- _AIM 1_
State how many lines of the records contain the string "post", treating case as significant, and give only that number.

□ □ □

Banning flavored e-cigarettes is all the rage among politicians these days. It's an alarming trend that poses a clear and present danger to public health.
The epidemic of misguided meddling began earlier this month, when Michigan Gov. Gretchen Whitmer announced that she planned to unilaterally criminalize the sale of e-cigarettes in flavors other than tobacco. The contagion quickly spread to the White House, where President Donald Trump said his administration plans to impose a similar ban at the federal level; to New York, where Gov. Andrew Cuomo this week declared an "emergency" ban; to California, where Gov. Gavin Newsom said he would copy Cuomo if it were legally feasible; and to Chicago, where Mayor Lori Lightfoot called for legislation aimed at closing the "gateway" to adolescent nicotine addiction.
The official justification for these measures is recent increases in vaping among teenagers, who overwhelmingly prefer the flavors that Whitmer et al. want to ban. Yet those flavors are also very popular among adults who have switched from smoking to vaping, a far less dangerous source of nicotine.

□ □ □

- _AIM 2_
In the passage on flavored e-cigarette bans, which Chicago official called for legislation aimed at closing the "gateway" to adolescent nicotine addiction?

□ □ □

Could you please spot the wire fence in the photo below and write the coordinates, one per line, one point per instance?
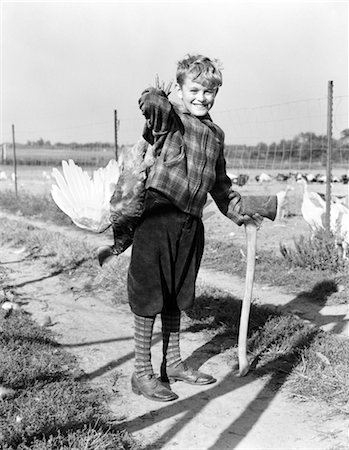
(273, 137)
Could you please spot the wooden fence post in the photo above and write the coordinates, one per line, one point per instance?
(14, 158)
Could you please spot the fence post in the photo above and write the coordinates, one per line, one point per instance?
(329, 157)
(116, 126)
(14, 158)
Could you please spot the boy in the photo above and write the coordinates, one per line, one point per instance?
(168, 243)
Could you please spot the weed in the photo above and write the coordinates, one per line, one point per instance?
(40, 206)
(318, 252)
(51, 407)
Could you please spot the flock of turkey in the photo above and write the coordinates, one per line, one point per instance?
(86, 199)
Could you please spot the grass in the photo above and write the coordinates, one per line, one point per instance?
(50, 406)
(274, 270)
(311, 364)
(307, 362)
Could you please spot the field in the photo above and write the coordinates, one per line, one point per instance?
(296, 394)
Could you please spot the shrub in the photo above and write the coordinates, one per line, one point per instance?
(319, 252)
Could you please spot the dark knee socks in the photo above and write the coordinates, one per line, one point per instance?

□ □ □

- _REPLY 1_
2

- _REPLY 2_
Mayor Lori Lightfoot.